--- START DOCUMENT SEGMENT ---

Sunday, 14 December 2014

I'm not a personality, get me out of here!!!

Or at least that was the heart-felt screaming coming from the eyes from each person who was charged with saying a few words on that stage, in front of an overwhelmingly large audience. I'd use the term "rabbit in headlights" but at least the bunny stands a chance. Gymnast, Claudia Fragapane, was a prime example, stumbling through her words and blatantly, painfully, shitting herself. I fully expected her to triple somersault out of the nearest exit. They were saved somewhat due to the fact that most of the audience didn't really seem to be paying much attention.

Talking of paying, did the athletes in attendance actually pay to attend? Tickets for the general public sold at face value between £40 and £65. The venue would therefore stand to make less than 600k from ticket sales. See now, if I was a multi-millionaire sportsman, I'd pay for those minions to attend, it's the least they could do, isn't it? Without the general public and their unwavering adoration, there'd be no interest from sponsors and therefore, no prize money. Maybe I'm getting over-sentimental with christmas approaching, or maybe I'm just falling out of love with sport.....I suspect a bit of both.

Anyway, back to the 'cringe awards', where I felt even more worried for British Para-Alpine (are disabled Paratroopers called Para-Paratroopers?) skiing person Charlotte Evans. Aside from being whiter than snow itself, she uncannily resembled Sissy Spacek in Carrie. As she stepped up to burble on about what a great year it had been, I fully expected a bucket of pig's blood to plummet over her prom dress.....she could have done with the vitamins anyway. I began to fantasise that if there was ever to be a party consumed in flames, it'd be this one.

If I'm being fussy, I'd prefer it to be a year where Nicole Scherzinger is in attendance and not pre-occupied with her "craaaaazy" West End show. Don't get me wrong, I am a fan of  Lewis Hamilton, but I wish he'd just shut up about his relationship with her, NOBODY CARES!  It's bad enough we have to endure her Mullerlicious yoghurt performances and orgasmic shower scenes. Cue to the budget-busting homage video to Hamilton's season, which resembled a superficial, art-tastic, Eau De Toilette advertisement. It suited him down to the ground and gave him full license to display the drama skills he's clearly picked up from his missus. The attempt by Gary Lineker to get Lewis to say something negative about Nico Rosberg, was childish at best and borderline churlish. Rosberg, despite some questionable tactics last season, came across a thoroughly likeable guy and handled the rivalry impeccably well, despite the media's desperate attempts to turn it into an all-out feud.

Talking of lamentable twonks. Is Carl Froch becoming the most unedifying british athlete going? At least when Prince Naseem Hamed did the cocky thing, it always felt tongue in cheek, such was the absurdity of it all. Much of my annoyance about Froch is that his most notable achievement this year was beating someone he kept telling us all was out of his depth. Don't boxers realise that this then negates some of the glory they try to claim once they've beaten said chump?!

--- END DOCUMENT SEGMENT ---
--- START STORED DATA ---

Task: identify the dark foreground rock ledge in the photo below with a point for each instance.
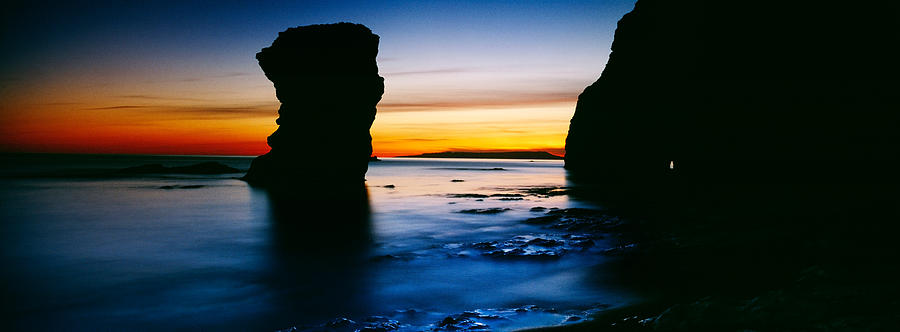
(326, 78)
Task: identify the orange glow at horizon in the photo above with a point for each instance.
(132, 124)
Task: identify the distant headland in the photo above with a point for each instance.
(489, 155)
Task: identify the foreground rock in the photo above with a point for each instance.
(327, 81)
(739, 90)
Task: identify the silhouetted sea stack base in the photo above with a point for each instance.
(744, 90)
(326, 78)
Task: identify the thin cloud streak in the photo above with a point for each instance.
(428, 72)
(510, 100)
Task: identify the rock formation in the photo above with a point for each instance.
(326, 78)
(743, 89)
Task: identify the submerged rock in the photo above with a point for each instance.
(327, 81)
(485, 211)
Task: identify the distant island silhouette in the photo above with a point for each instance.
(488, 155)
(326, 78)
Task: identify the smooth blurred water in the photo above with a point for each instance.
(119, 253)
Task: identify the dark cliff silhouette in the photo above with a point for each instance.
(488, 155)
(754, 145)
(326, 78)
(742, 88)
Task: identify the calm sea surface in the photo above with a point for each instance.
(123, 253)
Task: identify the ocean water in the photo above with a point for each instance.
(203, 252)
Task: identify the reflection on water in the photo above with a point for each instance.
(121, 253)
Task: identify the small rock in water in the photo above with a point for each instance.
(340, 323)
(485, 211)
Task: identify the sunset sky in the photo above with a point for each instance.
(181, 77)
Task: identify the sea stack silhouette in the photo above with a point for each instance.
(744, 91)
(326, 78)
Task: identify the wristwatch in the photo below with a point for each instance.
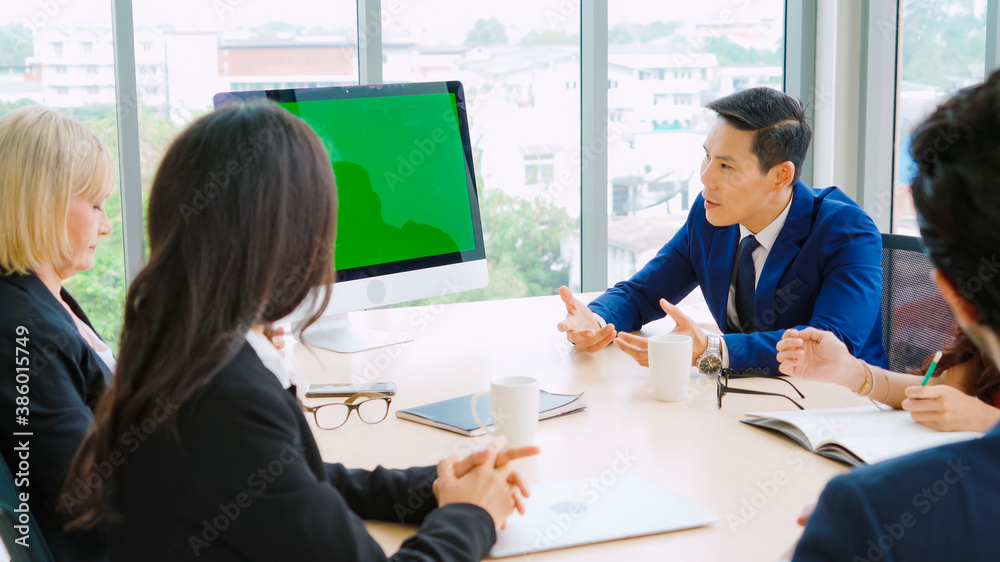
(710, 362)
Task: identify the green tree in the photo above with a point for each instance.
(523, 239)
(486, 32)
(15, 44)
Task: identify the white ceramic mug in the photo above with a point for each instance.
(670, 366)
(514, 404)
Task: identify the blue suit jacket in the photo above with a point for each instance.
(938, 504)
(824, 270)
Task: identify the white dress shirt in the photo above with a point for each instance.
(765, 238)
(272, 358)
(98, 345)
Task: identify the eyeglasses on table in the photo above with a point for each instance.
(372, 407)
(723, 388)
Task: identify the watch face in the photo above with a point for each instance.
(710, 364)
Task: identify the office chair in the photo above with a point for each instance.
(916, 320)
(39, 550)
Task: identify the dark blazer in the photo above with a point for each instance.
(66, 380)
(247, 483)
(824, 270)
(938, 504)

--- END STORED DATA ---

**WRITTEN PROBLEM 1**
Write out the part of the awards-night blog post starting at "Talking of lamentable" and ending at "beaten said chump?!".
**WRITTEN PROBLEM 2**
In the awards-night blog post, what was the face-value price range of tickets for the general public?
**WRITTEN PROBLEM 3**
Carry on the awards-night blog post from the point where it stops.

**WRITTEN RESPONSE 1**
Talking of lamentable twonks. Is Carl Froch becoming the most unedifying british athlete going? At least when Prince Naseem Hamed did the cocky thing, it always felt tongue in cheek, such was the absurdity of it all. Much of my annoyance about Froch is that his most notable achievement this year was beating someone he kept telling us all was out of his depth. Don't boxers realise that this then negates some of the glory they try to claim once they've beaten said chump?!

**WRITTEN RESPONSE 2**
Between £40 and £65.

**WRITTEN RESPONSE 3**
Someone who could use a lesson in mastering the art of being on camera, ala Lewis, is Rory McIlroy. Not since John Barnes' ill-fated television presenting stint, have I seen someone struggle so much talking into a camera. You'd think he'd have shied away after his hard-to-watch Santander adverts, where he ungainly flirts with a stalker before looking at the camera, as if to ask us "what the fuck am I doing?". Rory, please just stick to golf, it's not like you need the money mate.

On a side note, why do all the lesser known athletes such as the paralympians have to come wearing their work overalls? It's their big night out, presumably with a free bar and they're forced to dress like Harry Enfield's creation "The Scousers". Why not make all the celebs wear the outfits they become famous wearing? I'm pretty sure Gary Lineker would still fit into his Holsten Pils sponsored Tottenham Hotspur kit, or maybe his Italia 90 England kit, providing he washed the shit out of his shorts. I struggle to take anyone who takes a dump on the worlds biggest stage seriously. From the onset, it became obvious that Gary was struggling with his voice. I was hoping it would completely go so we could watch him use Twitter to get him through the rest of the show, would anyone have actually minded? Seriously though, who wouldn't love to see Daley Thomson turn up with his short shorts and a javelin......McEnroe, short shorts and a headband........why am I wanting everyone to turn up in short shorts......Dennis Taylor, with those massive upside down bins and short shorts.....hang on.

Passing, albeit, notable mentions, go to Eddie Izzard looking like a camp low budget James Bond villain with a random athlete bitch on his arm. Must be weird being asked to link arms with someone you've never met before before going on national television. The predictable, pre-requisential nod to David bloody Beckham, because it wouldn't be an occasion without seeing him, somewhere, anywhere, doing anything. Tom Daley for doing us all a favour and turning up in public, fully dressed, for the first time since 2012.....I bet he was still wearing his toddler-size Speedo's underneath the suit, mind, ready to mince into action at the after show party.

It's unfortunate that I've found so much inspiration for cynicism from this programme. It used to be something I looked forward to. Back when Des Lynham fronted it, it seemed more charming, less rehearsed, less contrived. As I type, Chris Hoy (a genuine sporting great might I add), receives his lifetime achievement Glasgow. It just feels like another example of a previously grand sporting occasion being cheapened by becoming a mere template. It's just how things are done nowadays, yet nobody seems to notice, or care. We just lap it up.

Hamilton. Tears. Joy. Mullerlicious. Craaazy. Cats. Couldn't have done it without some people.....or the best car. Done.

For the record, I didn't vote. To quote Russell Brand, "give us something worth voting for".

See you all next year!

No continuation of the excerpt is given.